== Exercise prompt ==
From the line that contains "Spot the blue corrugated" to the end of the entries, write out every line exactly, including both ends, and nothing more.

BEGIN Supplied entries

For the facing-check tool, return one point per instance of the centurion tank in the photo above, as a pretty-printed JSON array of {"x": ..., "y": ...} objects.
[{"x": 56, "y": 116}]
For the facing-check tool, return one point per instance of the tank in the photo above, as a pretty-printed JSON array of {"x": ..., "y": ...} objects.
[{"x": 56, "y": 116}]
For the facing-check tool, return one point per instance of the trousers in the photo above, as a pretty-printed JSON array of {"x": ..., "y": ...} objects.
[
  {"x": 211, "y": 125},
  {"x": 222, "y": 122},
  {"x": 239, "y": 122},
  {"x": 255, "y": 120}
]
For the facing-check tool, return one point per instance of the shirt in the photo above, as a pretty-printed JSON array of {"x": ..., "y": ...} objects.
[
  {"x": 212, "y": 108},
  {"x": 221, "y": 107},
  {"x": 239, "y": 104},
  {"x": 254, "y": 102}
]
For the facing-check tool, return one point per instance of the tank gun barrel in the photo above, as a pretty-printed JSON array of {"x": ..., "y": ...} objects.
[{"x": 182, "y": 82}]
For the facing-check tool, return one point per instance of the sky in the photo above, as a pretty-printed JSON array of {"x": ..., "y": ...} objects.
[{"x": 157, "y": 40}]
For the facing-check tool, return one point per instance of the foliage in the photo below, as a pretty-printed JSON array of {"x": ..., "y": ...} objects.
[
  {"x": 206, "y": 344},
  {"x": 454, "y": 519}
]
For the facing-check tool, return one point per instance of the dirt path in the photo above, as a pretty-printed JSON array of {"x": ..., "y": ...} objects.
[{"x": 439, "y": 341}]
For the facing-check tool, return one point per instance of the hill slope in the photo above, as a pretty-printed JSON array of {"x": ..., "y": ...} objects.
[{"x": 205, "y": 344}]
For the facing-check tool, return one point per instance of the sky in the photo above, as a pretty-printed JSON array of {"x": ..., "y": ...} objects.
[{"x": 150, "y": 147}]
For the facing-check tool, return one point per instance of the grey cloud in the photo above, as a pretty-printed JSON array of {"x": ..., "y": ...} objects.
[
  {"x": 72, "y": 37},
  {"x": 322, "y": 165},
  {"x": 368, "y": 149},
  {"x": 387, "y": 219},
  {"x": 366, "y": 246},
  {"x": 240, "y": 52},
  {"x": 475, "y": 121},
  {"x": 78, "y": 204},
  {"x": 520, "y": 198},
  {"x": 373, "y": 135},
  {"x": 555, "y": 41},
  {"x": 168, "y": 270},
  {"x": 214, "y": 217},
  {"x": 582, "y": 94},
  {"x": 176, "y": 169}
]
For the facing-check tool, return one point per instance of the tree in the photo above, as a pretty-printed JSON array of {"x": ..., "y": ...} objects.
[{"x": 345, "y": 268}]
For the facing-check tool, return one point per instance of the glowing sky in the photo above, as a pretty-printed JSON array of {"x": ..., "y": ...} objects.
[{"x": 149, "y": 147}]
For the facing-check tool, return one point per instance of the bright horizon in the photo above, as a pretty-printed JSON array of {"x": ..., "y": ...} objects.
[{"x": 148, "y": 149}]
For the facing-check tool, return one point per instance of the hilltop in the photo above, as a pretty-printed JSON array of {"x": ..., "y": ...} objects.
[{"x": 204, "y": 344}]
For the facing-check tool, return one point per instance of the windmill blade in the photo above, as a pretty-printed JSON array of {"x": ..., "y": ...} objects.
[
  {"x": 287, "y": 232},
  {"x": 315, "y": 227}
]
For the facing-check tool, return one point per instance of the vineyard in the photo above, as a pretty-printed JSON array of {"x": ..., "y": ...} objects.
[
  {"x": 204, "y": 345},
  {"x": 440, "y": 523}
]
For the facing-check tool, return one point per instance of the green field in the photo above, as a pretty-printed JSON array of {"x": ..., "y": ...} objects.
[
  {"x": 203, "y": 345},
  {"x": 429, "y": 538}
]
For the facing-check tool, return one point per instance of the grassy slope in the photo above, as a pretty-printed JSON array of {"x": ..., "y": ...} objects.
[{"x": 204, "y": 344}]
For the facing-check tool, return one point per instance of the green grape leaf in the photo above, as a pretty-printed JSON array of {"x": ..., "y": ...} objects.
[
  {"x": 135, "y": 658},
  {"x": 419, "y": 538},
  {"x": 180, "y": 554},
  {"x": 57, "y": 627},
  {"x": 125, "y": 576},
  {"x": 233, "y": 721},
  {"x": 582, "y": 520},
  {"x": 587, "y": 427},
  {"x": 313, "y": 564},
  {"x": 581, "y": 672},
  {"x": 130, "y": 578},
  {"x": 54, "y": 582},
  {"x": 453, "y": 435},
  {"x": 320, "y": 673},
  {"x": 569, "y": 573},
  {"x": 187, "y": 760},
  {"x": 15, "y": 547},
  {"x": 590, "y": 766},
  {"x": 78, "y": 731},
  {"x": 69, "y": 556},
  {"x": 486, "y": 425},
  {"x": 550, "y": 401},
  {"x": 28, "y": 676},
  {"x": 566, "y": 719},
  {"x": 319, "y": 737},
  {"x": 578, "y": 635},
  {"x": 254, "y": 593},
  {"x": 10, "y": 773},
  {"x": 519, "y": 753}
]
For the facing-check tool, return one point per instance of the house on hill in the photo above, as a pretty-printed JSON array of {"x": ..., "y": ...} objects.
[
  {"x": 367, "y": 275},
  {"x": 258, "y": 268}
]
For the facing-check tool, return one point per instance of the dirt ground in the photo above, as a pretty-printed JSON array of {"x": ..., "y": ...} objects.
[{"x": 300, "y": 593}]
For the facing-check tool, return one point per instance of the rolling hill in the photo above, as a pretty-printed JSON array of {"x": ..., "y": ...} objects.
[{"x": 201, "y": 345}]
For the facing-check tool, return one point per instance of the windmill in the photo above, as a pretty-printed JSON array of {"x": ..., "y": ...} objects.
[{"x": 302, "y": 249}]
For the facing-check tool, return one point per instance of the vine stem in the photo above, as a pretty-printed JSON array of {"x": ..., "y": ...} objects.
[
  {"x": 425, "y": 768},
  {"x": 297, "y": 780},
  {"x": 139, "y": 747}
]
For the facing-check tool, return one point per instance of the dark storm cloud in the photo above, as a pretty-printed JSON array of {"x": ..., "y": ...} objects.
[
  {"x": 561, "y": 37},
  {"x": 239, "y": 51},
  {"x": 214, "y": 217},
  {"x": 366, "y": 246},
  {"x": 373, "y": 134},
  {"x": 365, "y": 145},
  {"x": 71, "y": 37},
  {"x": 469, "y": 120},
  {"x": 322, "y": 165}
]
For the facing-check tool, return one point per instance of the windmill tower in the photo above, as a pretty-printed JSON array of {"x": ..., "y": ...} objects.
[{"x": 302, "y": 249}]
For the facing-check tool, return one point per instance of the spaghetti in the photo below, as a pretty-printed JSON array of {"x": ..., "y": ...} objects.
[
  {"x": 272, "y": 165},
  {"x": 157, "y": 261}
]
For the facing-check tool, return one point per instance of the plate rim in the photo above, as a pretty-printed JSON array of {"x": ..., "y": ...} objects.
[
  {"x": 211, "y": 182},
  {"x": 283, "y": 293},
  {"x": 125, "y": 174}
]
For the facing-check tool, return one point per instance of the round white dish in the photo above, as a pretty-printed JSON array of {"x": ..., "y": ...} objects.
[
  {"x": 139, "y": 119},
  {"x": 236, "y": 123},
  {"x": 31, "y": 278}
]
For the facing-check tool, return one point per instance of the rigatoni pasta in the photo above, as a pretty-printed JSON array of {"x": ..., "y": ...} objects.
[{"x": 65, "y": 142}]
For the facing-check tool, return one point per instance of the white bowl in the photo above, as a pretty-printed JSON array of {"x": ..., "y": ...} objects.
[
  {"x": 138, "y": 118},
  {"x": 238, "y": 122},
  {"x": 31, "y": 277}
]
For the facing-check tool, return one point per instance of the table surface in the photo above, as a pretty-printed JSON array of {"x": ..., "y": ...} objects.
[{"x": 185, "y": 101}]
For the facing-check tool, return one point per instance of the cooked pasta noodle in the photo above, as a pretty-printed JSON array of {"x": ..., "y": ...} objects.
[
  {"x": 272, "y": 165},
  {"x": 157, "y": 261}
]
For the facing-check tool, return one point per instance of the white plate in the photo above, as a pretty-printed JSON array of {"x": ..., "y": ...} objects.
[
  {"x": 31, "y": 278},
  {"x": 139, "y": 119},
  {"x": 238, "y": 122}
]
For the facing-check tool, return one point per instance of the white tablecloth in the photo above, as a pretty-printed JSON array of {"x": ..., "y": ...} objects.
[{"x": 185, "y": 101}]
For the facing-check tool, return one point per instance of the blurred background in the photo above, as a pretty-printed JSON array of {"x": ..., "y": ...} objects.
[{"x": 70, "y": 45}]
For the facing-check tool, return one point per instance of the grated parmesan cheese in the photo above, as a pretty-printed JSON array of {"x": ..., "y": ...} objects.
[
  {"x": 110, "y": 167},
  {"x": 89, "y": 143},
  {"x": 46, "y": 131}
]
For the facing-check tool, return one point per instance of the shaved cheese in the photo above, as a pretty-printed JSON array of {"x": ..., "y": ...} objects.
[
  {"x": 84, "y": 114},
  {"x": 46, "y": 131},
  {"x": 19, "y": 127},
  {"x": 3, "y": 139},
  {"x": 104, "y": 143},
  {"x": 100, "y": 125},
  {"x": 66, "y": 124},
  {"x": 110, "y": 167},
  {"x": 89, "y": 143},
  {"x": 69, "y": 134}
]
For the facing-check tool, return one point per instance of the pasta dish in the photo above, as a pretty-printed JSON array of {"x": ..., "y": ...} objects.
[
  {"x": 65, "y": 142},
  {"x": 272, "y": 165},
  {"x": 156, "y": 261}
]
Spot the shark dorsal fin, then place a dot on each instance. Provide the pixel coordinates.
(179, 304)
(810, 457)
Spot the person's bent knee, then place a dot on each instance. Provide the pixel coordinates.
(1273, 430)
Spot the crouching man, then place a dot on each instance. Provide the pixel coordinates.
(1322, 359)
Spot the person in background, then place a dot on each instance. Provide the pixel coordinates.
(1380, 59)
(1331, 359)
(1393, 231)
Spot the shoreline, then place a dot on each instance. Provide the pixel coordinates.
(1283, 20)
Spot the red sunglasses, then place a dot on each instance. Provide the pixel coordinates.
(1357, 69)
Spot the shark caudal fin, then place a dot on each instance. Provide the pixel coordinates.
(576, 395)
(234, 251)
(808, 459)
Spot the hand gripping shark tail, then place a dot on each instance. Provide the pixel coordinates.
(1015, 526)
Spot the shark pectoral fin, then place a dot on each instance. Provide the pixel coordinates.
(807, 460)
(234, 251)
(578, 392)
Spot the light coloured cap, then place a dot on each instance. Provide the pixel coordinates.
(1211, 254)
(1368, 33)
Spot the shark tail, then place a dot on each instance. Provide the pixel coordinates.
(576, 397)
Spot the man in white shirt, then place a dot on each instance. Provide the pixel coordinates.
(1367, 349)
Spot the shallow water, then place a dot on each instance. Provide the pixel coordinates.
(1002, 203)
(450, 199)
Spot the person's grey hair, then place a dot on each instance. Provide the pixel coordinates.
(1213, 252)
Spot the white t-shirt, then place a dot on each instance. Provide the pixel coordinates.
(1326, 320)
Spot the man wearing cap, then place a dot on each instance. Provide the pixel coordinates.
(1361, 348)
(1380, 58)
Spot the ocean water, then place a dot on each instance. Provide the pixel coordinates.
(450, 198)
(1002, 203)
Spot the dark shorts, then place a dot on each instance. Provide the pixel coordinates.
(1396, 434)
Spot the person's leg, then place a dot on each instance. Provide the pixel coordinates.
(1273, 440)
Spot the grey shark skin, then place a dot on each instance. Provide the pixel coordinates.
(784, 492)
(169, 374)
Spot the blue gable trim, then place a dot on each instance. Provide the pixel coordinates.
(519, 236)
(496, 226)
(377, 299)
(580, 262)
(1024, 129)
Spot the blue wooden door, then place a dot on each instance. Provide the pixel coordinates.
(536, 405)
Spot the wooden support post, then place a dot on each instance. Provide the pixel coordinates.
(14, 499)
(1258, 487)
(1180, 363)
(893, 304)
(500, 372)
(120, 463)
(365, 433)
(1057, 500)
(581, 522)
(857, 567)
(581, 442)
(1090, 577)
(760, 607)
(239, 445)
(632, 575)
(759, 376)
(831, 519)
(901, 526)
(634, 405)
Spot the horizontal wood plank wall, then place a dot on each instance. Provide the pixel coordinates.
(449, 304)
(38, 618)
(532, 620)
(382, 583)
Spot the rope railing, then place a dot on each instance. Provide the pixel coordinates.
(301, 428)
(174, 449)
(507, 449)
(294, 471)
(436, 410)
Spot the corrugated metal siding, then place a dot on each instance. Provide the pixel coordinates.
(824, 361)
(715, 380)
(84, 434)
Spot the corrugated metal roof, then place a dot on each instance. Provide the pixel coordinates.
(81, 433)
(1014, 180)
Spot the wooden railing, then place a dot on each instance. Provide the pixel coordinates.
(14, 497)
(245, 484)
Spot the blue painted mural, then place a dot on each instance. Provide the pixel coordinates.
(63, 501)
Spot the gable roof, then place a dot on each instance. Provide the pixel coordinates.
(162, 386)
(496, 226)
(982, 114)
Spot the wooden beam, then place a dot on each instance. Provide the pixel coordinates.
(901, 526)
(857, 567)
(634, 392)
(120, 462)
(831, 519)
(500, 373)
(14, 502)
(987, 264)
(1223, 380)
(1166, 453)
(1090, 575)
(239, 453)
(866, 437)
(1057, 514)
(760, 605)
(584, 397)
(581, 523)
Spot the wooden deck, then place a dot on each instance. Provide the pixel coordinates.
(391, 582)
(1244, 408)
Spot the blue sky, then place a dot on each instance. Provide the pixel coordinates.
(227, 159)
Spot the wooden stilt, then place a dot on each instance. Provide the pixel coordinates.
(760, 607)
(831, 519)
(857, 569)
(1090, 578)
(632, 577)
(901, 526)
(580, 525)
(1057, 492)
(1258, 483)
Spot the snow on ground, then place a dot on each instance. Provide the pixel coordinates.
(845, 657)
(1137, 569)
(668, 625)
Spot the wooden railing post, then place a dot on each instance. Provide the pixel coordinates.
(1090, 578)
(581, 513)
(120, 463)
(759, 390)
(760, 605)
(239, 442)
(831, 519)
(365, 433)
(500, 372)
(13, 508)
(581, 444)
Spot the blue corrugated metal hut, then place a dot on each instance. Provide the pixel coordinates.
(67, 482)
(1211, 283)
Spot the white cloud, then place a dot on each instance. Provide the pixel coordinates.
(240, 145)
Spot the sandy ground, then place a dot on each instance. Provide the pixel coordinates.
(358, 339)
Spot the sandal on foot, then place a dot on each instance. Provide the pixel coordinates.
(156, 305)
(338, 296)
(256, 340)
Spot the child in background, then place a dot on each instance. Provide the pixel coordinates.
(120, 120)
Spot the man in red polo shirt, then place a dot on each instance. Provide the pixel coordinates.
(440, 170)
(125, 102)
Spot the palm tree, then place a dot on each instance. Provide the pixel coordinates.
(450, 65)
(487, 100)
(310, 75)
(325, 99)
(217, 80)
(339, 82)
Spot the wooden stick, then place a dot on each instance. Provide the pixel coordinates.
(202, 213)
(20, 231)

END Supplied entries

== Your solution ==
Spot the blue corrugated metal hut, then place a dot on each instance. Provide the pixel coordinates.
(67, 482)
(1211, 283)
Spot the white cloud, then place a dot on each instance. Provide the pixel coordinates.
(240, 145)
Spot the sandy ground, then place a dot on each instance. Provide the pixel coordinates.
(358, 339)
Spot the sandal on foot, then place a dot on each instance. Provide the pixel coordinates.
(156, 305)
(338, 296)
(256, 340)
Spot the child in background, then place a dot on each instance. Provide the pixel coordinates.
(120, 120)
Spot the man in red polo shirt, then place a dot on each instance. Provide the pixel coordinates.
(440, 170)
(125, 102)
Spot the palm tree, then place a dot on each instance. Provide the pixel coordinates.
(450, 65)
(487, 100)
(310, 75)
(325, 99)
(217, 80)
(339, 82)
Spot the wooden stick, then place a dot on each instance. Provide the pixel coordinates.
(202, 213)
(20, 231)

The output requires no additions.